▸ COSA FARE: Continua il brano sulla doppia vendita di un immobile e sull'azione revocatoria, partendo subito dopo la sua ultima frase.

▸ BRANO CITATO:
○ ○ ○ ○ ○

Tale motivo di ricorso deve essere dichiarato inammissibile.
Va premesso che la vendita a terzi con atto trascritto di un bene immobile che abbia già formato oggetto, da parte del venditore, di una precedente alienazione si risolve nella violazione di un obbligo contrattualmente assunto nei confronti del precedente acquirente, determinando la responsabilità contrattuale dell’alienante con connessa presunzione di colpa ex art. 1218 c.c.; per converso la responsabilità del successivo acquirente, rimasto estraneo al primo rapporto contrattuale, può configurarsi soltanto sul piano extracontrattuale, ove trovi fondamento in una dolosa preordinazione volta a frodare il precedente acquirente o almeno nella consapevolezza dell’esistenza di una precedente vendita e nella previsione della sua mancata trascrizione e quindi nella compartecipazione all’inadempimento dell’alienante in virtù dell’apporto dato nel privare di effetti il primo acquisto, al cui titolare incombe di conseguenza la relativa prova a norma dell’art. 2697 c.c. (cfr. Cass. n. 8403/1990 e 4090/1988).
Per conservare la garanzia patrimoniale relativa a questo suo credito, il primo acquirente può esercitare l’azione revocatoria in merito alla seconda alienazione dell’immobile. Poichè, però, la revocanda alienazione è anteriore al credito da tutelare (che nasce solo con la trascrizione), la revocatoria può trovare accoglimento non per la mera consapevolezza della precedente vendita, bensì solo se sia provata la partecipazione del secondo acquirente alla dolosa preordinazione, in base a quanto previsto dall’art. 2901 c.c., n. 2, ossia alla specifica intenzione di pregiudicare la garanzia del futuro credito, che può essere desunta da obiettive circostanze (Cass. n. 759/1982).
Nel caso di specie, contrariamente a quanto deduce il ricorrente, non solo i giudici del merito hanno ritenuto che difettasse di prova la circostanza della partecipazione del L. alla dolosa preordinazione dell’alienante, ma avendo dichiarato la risoluzione del primo accordo e ordinato la restituzione del prezzo da parte del F., sono pervenuti alla corretta conclusione per cui manchi un credito risarcitorio che l’ E. possa vantare, escludendo così a monte l’esistenza di un eventus damni, che rappresenta uno dei due indefettibili presupposti per la proposizione dell’azione.

○ ○ ○ ○ ○

▸ MATERIALE MOSTRATO:
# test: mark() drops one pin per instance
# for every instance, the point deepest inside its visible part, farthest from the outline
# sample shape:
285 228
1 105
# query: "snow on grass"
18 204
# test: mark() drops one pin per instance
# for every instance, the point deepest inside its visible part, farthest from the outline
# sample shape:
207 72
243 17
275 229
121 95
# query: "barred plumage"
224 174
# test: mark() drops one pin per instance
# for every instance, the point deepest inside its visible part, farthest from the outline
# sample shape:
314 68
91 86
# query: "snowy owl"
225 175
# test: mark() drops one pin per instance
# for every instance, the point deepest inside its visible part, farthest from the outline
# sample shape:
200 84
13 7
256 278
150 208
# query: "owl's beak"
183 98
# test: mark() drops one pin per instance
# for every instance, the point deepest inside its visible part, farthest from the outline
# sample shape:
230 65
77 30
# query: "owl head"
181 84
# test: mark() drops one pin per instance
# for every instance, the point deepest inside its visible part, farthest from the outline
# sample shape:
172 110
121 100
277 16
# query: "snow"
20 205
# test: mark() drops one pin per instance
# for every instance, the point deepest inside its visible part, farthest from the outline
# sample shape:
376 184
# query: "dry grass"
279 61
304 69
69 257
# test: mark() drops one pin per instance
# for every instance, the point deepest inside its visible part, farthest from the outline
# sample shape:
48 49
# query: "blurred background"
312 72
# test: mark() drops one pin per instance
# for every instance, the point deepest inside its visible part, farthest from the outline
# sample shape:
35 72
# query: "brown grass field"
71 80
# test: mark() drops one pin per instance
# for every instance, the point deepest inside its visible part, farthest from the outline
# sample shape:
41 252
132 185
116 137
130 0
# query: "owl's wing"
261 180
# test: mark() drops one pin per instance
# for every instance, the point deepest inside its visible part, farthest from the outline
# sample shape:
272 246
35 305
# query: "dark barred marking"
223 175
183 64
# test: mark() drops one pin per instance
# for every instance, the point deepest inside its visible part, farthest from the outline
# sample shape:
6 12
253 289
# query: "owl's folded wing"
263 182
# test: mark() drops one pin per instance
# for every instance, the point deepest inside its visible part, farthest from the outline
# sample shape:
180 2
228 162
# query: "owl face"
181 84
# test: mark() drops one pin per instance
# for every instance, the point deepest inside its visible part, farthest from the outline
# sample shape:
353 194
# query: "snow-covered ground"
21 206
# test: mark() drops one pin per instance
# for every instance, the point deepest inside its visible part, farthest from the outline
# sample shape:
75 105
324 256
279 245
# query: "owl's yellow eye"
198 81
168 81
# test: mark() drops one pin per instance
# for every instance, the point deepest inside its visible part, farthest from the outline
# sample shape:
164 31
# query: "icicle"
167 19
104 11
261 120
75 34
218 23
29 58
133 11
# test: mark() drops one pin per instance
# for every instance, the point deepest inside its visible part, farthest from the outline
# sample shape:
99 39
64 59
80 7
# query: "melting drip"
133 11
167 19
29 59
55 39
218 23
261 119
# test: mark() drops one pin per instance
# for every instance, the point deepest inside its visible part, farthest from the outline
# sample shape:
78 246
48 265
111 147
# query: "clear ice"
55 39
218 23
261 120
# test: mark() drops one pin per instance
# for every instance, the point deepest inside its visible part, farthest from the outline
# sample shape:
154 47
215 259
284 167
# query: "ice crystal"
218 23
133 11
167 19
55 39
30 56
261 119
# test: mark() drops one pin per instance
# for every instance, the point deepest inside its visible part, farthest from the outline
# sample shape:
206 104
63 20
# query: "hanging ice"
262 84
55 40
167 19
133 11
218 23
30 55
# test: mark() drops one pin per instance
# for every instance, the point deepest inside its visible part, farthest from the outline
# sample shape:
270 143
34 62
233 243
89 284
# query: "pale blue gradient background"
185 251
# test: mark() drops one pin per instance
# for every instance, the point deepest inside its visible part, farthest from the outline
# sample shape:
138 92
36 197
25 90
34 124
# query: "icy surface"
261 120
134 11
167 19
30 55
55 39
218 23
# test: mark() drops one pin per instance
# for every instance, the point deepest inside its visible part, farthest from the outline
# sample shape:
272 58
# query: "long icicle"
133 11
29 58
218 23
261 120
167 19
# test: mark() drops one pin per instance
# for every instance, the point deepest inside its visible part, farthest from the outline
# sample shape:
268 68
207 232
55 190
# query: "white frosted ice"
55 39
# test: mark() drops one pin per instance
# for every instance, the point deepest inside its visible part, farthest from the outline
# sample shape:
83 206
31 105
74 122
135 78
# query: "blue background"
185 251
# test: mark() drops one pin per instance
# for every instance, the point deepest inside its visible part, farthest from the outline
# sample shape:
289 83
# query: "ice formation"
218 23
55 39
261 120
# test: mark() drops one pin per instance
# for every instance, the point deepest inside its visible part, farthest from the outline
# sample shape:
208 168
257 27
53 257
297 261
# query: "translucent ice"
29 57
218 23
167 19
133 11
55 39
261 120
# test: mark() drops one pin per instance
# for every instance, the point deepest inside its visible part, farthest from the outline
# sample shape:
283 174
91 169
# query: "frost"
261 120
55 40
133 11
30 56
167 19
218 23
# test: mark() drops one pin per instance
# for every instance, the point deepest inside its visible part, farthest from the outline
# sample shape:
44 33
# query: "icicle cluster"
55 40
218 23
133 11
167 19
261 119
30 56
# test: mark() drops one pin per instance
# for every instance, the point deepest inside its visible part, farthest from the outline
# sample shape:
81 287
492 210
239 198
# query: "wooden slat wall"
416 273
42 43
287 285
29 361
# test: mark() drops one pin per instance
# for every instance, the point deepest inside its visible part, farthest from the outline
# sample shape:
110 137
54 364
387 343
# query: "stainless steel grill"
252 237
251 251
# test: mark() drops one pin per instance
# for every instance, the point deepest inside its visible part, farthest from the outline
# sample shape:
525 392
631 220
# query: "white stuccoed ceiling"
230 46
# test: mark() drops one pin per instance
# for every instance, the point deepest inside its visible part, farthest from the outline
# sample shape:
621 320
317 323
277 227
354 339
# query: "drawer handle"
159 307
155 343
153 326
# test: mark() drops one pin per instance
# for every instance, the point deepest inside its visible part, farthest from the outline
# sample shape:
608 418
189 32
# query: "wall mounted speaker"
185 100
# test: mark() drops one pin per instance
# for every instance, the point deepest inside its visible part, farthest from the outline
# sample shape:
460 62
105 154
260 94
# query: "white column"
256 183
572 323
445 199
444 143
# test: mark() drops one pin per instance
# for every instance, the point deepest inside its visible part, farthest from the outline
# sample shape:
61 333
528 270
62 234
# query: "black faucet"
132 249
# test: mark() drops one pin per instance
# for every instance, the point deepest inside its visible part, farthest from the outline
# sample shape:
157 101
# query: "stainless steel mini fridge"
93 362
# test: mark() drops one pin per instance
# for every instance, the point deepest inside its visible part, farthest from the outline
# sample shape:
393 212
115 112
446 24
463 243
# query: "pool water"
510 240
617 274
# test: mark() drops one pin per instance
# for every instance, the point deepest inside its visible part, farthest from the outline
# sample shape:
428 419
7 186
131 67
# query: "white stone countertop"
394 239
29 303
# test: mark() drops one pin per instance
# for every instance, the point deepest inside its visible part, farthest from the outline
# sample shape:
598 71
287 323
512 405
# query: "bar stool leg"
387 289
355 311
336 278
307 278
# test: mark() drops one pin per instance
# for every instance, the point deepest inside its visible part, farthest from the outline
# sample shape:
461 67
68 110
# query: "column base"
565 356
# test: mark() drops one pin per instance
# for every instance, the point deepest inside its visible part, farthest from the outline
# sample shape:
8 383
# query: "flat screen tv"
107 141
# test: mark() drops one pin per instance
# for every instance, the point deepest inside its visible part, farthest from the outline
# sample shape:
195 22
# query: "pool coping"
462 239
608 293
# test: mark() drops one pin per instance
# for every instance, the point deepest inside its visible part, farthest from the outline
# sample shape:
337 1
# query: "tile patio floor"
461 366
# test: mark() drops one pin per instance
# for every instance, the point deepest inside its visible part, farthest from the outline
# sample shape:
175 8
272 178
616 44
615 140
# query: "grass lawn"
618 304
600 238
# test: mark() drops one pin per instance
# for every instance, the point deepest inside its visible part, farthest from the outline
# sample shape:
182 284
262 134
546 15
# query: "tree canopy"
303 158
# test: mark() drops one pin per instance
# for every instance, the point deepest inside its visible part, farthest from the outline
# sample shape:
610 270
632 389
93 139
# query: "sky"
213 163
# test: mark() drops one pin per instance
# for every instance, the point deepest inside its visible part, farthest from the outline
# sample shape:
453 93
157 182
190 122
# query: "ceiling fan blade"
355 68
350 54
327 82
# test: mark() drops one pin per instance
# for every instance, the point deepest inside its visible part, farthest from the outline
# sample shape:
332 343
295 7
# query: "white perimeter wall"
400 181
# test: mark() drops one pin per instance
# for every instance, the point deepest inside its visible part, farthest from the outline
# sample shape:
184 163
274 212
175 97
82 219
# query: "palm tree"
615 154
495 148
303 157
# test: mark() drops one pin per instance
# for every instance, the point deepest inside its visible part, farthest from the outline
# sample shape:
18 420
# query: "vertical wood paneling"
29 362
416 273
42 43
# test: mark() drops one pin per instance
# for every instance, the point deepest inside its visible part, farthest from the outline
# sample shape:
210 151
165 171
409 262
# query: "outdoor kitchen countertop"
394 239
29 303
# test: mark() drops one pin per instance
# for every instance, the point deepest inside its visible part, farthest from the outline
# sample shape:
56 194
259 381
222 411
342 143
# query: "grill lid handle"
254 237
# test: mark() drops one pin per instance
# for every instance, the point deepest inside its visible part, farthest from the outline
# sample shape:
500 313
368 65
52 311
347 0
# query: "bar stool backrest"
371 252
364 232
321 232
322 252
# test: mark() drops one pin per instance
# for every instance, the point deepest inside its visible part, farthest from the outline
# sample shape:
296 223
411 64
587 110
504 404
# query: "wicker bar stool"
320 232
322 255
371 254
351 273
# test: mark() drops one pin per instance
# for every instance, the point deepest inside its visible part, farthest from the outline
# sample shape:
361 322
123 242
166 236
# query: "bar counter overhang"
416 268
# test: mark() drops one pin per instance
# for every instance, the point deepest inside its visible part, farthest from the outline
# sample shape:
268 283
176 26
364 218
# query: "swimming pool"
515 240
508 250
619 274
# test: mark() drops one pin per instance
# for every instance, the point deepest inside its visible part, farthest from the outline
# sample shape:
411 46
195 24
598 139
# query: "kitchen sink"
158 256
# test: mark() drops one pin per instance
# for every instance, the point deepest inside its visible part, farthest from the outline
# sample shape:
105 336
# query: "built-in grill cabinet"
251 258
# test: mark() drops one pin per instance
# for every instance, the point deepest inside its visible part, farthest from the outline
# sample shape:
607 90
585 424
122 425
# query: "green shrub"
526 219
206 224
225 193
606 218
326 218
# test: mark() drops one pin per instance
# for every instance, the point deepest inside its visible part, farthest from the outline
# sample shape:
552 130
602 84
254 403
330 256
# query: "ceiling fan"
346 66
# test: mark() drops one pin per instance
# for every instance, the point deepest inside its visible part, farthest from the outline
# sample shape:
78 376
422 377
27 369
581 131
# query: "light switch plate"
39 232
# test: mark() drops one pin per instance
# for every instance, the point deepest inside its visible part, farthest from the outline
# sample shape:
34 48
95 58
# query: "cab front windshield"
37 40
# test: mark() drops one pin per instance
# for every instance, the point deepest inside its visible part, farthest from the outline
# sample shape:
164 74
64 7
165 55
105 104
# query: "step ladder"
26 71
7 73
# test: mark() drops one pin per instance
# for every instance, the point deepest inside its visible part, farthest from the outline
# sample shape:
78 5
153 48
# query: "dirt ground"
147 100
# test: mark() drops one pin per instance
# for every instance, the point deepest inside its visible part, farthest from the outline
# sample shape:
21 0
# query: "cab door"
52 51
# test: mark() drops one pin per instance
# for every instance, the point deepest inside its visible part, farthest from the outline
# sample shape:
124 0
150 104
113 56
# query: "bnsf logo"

○ ○ ○ ○ ○

▸ RISPOSTA:
Inoltre le medesime considerazioni svolte in ordine alla conferma della statuizione dei giudici di merito quanto alla risoluzione per inadempimento della dante causa dell’odierno ricorrente, fa sì che fosse venuto meno il contratto che rappresenta la prima vendita, il che, oltre a confortare la legittimità della seconda alienazione, avvenuta come detto allorquando la risoluzione di diritto si era già perfezionata, conferma quanto asserito dalla sentenza di appello circa l’assenza di una qualsivoglia pretesa risarcitoria nei confronti sia del venditore che del secondo acquirente, mancando quindi l’esistenza del diritto di credito a garanzia del quale sarebbe dato il ricorso all’azione revocatoria.
La quinta censura “è relativa all’art. 2729 c.c., rilevante art. art. 360 c.p.c., comma 1, sia ex n. 3), sia ex n. 5)”.
La sentenza sarebbe da censurare nella parte in cui ha statuito, conformemente alla decisione di primo grado, che la simulazione assoluta dell’atto notarile sia rimasta indimostrata e comunque urterebbe contro le risultanze processuali circa la condotta del L., volta a conseguire il possesso dell’immobile. In particolare, la Corte affermando che il pagamento del prezzo della vendita non era contestato, che il L. avesse manifestato una condotta costantemente volta a recuperare l’immobile e che non fossero stati dedotti comportamenti successivi alla stipula della compravendita, volti a far trasparire una volontà collusiva per recuperare indirettamente il bene, avrebbe omesso la valutazione sul contenuto della eccezione di simulazione, che viceversa non poteva che essere dimostrata se non mediante un insieme di presunzioni.
Quanto affermato non consente di comprendere come la Corte abbia potuto condividere le conclusioni del Tribunale, in quanto non si potrebbe sostenere validamente che difetti in assoluto la prova di una simulazione se tale fatto sia dimostrabile mediante altri fatti a carattere presuntivo dedotti dall’attrice.
Anche tale motivo di ricorso non risulta essere fondato e deve essere rigettato.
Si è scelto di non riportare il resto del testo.